[Begin Source material]
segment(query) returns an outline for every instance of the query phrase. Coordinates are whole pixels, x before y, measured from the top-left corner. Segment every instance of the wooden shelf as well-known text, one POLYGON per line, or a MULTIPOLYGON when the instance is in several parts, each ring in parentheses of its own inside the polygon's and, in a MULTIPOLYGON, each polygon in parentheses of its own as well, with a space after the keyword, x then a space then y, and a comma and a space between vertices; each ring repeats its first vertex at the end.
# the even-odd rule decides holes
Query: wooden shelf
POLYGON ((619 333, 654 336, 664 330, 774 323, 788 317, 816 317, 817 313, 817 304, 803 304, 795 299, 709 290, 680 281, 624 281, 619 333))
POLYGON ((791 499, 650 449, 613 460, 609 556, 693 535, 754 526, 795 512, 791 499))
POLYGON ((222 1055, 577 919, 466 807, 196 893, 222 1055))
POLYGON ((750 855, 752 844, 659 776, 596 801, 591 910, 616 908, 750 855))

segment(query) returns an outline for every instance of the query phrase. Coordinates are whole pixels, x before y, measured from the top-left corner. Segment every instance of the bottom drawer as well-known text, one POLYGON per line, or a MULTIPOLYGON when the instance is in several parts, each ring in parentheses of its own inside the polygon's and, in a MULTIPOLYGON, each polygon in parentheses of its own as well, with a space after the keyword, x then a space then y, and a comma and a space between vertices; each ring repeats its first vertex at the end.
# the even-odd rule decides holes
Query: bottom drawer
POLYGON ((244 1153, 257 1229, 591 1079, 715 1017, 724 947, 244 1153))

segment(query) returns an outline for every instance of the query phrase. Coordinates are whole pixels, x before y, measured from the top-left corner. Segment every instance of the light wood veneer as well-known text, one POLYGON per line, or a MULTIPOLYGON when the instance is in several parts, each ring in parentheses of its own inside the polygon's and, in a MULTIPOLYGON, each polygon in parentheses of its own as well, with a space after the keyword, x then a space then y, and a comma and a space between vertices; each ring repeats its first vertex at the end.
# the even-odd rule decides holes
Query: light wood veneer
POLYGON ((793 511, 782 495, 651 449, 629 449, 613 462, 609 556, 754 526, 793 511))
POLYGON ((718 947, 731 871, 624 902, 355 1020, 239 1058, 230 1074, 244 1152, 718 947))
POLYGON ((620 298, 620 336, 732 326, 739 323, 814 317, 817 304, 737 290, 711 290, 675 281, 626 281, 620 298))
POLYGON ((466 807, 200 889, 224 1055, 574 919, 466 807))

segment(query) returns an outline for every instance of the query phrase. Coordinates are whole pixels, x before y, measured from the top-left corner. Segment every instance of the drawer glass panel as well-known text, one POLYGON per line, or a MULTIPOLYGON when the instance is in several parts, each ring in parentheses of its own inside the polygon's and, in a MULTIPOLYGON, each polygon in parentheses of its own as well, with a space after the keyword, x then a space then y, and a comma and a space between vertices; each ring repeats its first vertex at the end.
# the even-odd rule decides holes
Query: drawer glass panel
[End Source material]
## What is being asked:
Copy out all of the data above, line for line, without altering anything.

## The output:
segment(query) returns an outline for every instance of the query phrase. Coordinates are whole pixels, x before y, measured from the top-left corner. Segment every instance of the wooden shelf as well-known text, one POLYGON per line, or a MULTIPOLYGON when the instance is in several parts, each ring in parentheses of its own inside the polygon's and, in a MULTIPOLYGON, each polygon in parentheses of its own as well, with a space after the keyword, x then a space then y, and a comma and a space between vertices; each ring repeats its first vertex at the end.
# the even-odd rule decides holes
Query: wooden shelf
POLYGON ((619 333, 654 336, 664 330, 774 323, 788 317, 816 317, 817 313, 817 304, 803 304, 795 299, 709 290, 680 281, 624 281, 619 333))
POLYGON ((791 499, 650 449, 613 460, 609 556, 693 535, 754 526, 795 512, 791 499))
POLYGON ((222 1055, 577 919, 466 807, 196 893, 222 1055))
POLYGON ((750 855, 752 844, 659 776, 596 801, 591 910, 616 908, 750 855))

segment(query) returns an outline for every instance of the query phrase. Coordinates are whole pixels, x before y, measured from the top-left corner. Segment every instance of the bottom drawer as well-known text, one POLYGON per line, or a MULTIPOLYGON when the instance is in several parts, each ring in parentheses of its own inside the polygon's and, in a MULTIPOLYGON, each polygon in parentheses of its own as well, with a space after the keyword, x then a space then y, and a comma and a space between vertices; each ring repeats its first vertex at the end.
# the even-odd rule decides holes
Query: bottom drawer
POLYGON ((244 1153, 257 1229, 591 1079, 715 1017, 724 947, 244 1153))

segment(query) returns an outline for every instance of the query phrase. Coordinates are whole pixels, x before y, measured from the top-left corner. Segment every instance of the light wood veneer as well-known text, one POLYGON per line, or a MULTIPOLYGON when the instance is in several parts, each ring in parentheses of its own inside the polygon's and, in a MULTIPOLYGON, each polygon in parentheses of its own as well, with a space after the keyword, x then a space then y, and a comma and a space between vertices; each ring repeats its first vertex at the end.
# the even-odd rule decides holes
Query: light wood veneer
POLYGON ((793 511, 782 495, 651 449, 629 449, 613 462, 609 556, 754 526, 793 511))
POLYGON ((718 947, 731 871, 624 902, 355 1020, 239 1058, 230 1074, 244 1152, 718 947))
POLYGON ((620 298, 620 336, 732 326, 739 323, 814 317, 817 304, 737 290, 711 290, 675 281, 626 281, 620 298))
POLYGON ((466 807, 200 889, 224 1055, 574 919, 466 807))

segment(query) returns an outline for every instance of the query phrase. Coordinates are whole pixels, x before y, measured from the top-left corner. Segment every instance of the drawer glass panel as well-known text, one POLYGON per line, or a MULTIPOLYGON when the instance is in several parts, each ring in parentheses of its own inside the polygon's and, in a MULTIPOLYGON, each polygon in parentheses of its own as well, with a space after the keyword, x then a space then y, and a comma and a space between vertices; each ring repeats its first vertex at the end.
# the even-odd rule decides holes
Query: drawer glass panel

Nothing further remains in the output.